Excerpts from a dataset
- Opening Delimiter -
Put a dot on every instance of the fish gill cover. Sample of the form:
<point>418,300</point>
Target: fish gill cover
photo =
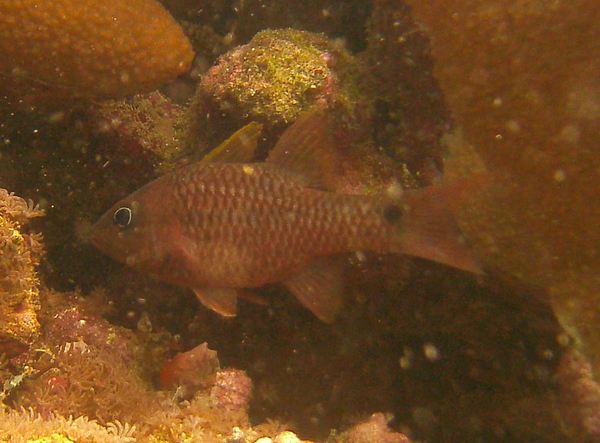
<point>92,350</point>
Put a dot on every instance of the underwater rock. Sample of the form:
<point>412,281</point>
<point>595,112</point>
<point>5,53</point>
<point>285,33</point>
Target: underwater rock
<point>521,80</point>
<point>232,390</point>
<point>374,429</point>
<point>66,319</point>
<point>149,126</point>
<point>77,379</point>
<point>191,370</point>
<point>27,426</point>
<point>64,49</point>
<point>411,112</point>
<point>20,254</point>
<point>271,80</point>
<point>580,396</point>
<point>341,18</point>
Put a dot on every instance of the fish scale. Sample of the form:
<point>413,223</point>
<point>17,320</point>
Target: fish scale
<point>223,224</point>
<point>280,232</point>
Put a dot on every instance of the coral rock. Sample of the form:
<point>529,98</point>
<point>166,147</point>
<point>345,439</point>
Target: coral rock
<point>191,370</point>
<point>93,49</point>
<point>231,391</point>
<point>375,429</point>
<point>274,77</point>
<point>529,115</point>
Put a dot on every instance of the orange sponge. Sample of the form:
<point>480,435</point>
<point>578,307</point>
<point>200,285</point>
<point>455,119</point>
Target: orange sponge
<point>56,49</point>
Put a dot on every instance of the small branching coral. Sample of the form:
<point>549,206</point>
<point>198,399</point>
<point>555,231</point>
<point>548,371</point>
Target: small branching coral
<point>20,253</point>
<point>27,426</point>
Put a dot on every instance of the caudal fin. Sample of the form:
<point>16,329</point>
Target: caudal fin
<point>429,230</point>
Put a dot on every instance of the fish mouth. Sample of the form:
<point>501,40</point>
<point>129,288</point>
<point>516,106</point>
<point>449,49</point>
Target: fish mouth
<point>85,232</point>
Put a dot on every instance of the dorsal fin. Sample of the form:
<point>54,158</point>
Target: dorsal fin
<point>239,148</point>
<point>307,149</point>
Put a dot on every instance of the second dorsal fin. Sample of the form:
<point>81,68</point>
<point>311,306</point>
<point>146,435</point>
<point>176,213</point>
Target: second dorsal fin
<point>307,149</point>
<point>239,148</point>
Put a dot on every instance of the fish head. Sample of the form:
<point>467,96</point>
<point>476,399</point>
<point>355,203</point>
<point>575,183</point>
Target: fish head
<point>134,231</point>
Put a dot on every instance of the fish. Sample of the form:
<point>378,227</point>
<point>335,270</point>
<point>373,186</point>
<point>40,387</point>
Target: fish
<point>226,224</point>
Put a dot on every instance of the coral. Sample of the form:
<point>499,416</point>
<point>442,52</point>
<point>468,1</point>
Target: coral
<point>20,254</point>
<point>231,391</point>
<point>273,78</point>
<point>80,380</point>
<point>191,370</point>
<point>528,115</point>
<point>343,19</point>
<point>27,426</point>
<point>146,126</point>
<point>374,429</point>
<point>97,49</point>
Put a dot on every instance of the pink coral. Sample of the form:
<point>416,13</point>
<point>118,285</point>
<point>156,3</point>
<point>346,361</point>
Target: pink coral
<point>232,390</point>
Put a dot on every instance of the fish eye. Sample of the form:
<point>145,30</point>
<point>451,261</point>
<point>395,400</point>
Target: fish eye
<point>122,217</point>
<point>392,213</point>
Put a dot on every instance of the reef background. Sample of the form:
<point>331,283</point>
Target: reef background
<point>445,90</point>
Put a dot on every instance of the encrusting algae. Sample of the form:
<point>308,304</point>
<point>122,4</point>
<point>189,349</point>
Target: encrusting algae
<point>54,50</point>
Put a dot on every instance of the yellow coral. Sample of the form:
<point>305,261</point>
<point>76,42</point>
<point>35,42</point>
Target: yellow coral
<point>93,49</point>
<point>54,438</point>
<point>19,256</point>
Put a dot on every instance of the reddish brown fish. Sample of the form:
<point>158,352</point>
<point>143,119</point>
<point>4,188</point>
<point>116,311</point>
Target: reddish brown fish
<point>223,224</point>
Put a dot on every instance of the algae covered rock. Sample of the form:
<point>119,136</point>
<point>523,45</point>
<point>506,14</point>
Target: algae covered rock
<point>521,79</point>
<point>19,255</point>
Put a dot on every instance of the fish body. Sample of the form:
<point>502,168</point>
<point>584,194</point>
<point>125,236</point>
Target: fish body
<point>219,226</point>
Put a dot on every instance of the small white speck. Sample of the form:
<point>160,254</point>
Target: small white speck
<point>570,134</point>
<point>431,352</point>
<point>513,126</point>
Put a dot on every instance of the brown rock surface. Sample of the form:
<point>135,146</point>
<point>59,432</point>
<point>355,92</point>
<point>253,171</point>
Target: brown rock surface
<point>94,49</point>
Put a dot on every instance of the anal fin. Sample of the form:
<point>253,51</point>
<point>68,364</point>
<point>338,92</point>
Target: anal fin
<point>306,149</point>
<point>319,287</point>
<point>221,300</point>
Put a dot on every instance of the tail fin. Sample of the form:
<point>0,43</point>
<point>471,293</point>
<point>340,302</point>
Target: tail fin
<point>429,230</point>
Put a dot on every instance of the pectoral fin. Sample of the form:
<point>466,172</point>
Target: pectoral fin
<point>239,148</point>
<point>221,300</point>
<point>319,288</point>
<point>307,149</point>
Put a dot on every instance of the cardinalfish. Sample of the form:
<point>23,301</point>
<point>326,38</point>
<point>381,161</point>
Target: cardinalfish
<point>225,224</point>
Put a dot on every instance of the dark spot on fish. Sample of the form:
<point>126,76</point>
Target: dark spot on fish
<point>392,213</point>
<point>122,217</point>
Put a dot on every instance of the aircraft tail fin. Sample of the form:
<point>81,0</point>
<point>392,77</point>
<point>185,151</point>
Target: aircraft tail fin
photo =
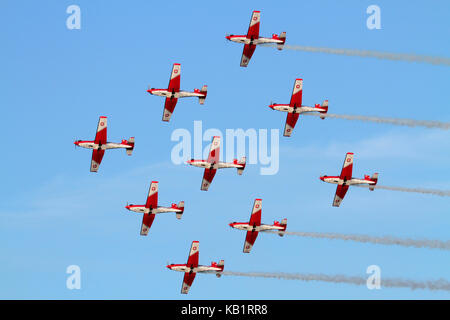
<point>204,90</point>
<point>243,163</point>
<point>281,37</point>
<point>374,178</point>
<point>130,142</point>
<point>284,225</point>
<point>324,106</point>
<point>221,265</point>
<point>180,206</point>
- Closing Delimiter -
| What the task requires |
Take the stretch of lines above from the one containing "Put a dot on every instance of the yellow" through the one containing "<point>135,146</point>" and repeat it exactly, adding no other line.

| Task result |
Put a dot on every instance of the yellow coral. Sample of the form:
<point>305,261</point>
<point>76,42</point>
<point>35,42</point>
Target: yellow coral
<point>93,49</point>
<point>54,438</point>
<point>19,256</point>
Put a dot on every instance of the reddish brown fish. Sample of the form:
<point>158,352</point>
<point>143,119</point>
<point>4,188</point>
<point>116,311</point>
Target: reddish brown fish
<point>223,224</point>
Put a dot on every instance of the algae covered rock. Sample of the form:
<point>119,136</point>
<point>523,45</point>
<point>506,14</point>
Target: algae covered rock
<point>521,79</point>
<point>19,255</point>
Put a dot on every instance of the fish body. Sample of the form:
<point>502,168</point>
<point>584,194</point>
<point>125,236</point>
Target: fish body
<point>219,226</point>
Put a dot on every instance of the small white speck. Sample of the form:
<point>160,254</point>
Target: small white speck
<point>570,134</point>
<point>431,352</point>
<point>513,126</point>
Put a dot on every instance of the brown rock surface. Sample of the form:
<point>135,146</point>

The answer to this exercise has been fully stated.